## GOAL OF THE EXERCISE
Print every record exactly.

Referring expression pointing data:
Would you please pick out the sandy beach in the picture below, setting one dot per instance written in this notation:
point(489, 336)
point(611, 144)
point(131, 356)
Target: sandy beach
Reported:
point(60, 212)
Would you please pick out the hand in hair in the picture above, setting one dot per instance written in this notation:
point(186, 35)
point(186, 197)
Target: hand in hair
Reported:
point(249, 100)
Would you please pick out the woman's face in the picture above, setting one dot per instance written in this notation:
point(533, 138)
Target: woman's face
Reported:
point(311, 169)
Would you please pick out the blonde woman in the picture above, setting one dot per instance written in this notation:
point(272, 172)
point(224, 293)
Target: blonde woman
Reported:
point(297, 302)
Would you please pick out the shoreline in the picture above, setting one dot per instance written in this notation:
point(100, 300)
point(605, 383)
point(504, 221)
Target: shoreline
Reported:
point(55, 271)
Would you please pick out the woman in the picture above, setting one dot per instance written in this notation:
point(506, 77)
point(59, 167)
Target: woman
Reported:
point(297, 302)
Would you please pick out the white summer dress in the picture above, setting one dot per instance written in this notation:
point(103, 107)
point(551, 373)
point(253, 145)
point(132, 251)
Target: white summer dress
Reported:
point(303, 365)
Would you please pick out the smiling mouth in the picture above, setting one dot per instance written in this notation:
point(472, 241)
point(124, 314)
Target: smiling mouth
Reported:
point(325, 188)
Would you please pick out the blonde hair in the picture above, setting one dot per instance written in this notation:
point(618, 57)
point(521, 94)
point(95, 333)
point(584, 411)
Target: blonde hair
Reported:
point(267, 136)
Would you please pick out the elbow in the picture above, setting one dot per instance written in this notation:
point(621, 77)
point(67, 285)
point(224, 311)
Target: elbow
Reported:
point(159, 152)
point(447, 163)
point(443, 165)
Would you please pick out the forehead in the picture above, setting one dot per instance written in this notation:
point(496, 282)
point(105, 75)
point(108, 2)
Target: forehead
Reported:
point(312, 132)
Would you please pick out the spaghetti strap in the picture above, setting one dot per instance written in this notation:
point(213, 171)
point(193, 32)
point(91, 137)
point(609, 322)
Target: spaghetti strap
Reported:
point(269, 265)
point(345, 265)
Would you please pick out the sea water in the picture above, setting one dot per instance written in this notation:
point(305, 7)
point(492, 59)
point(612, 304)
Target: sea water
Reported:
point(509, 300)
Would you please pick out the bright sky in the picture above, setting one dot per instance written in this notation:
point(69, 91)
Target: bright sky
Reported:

## RESULT FOR THIS TASK
Would you please pick out the sandy beach in the picture below, setting one dot per instance written in this notation:
point(489, 336)
point(611, 144)
point(131, 356)
Target: sandy beach
Reported:
point(60, 212)
Would you please pick out the hand in hair in the picture above, setting one dot per instance written in this notation:
point(186, 35)
point(186, 197)
Target: hand in hair
Reported:
point(249, 100)
Would you please pick out the woman's face in the picture above, setting one dot per instance written in this notation:
point(533, 138)
Target: woman's face
Reported:
point(311, 169)
Would you please pick out the blonde woman in the picture above, setting one dot per instance written in this notation:
point(272, 172)
point(224, 293)
Target: blonde woman
Reported:
point(297, 302)
Would you please pick out the shoreline in the picture above, setting one dot per instance written in this notation:
point(100, 300)
point(605, 383)
point(504, 221)
Target: shoreline
Reported:
point(55, 271)
Would you please pick out the woman in the picture above, setting one dot per instance written in this notation:
point(506, 77)
point(59, 167)
Target: woman
Reported:
point(297, 302)
Would you please pick out the white summer dress in the picture above, setting one dot per instance written in this notation:
point(103, 107)
point(551, 373)
point(253, 145)
point(132, 251)
Target: white summer dress
Reported:
point(303, 365)
Would you please pick out the smiling mouth in the picture above, setting one dot per instance written in this notation:
point(472, 241)
point(124, 314)
Target: smiling mouth
Reported:
point(325, 188)
Would you please pick out the blonde hair in the picture above, setting one dot per instance written in this notation:
point(618, 57)
point(521, 94)
point(95, 333)
point(584, 411)
Target: blonde hair
Reported:
point(267, 136)
Would you please pick out the elbow in the picture above, setting one dot per instance written in this notation:
point(621, 77)
point(67, 285)
point(224, 311)
Target: elbow
Reported:
point(159, 152)
point(447, 163)
point(443, 165)
Would you please pick out the forehead in the picture above, setting one dot per instance written in this notation:
point(496, 282)
point(105, 75)
point(108, 2)
Target: forehead
Reported:
point(312, 132)
Would you please pick out the spaghetti strap in the picture above, setting one dot per instance written in this notation:
point(213, 171)
point(193, 32)
point(91, 137)
point(609, 322)
Target: spaghetti strap
Reported:
point(269, 265)
point(345, 265)
Would you please pick out the sea water in the picture above, setting one dot per instance written in this notation:
point(305, 7)
point(492, 59)
point(612, 304)
Target: sea water
Reported:
point(509, 300)
Would you please pick out the bright sky in the picture above, setting one dot per instance written in this notation:
point(69, 91)
Target: bright sky
Reported:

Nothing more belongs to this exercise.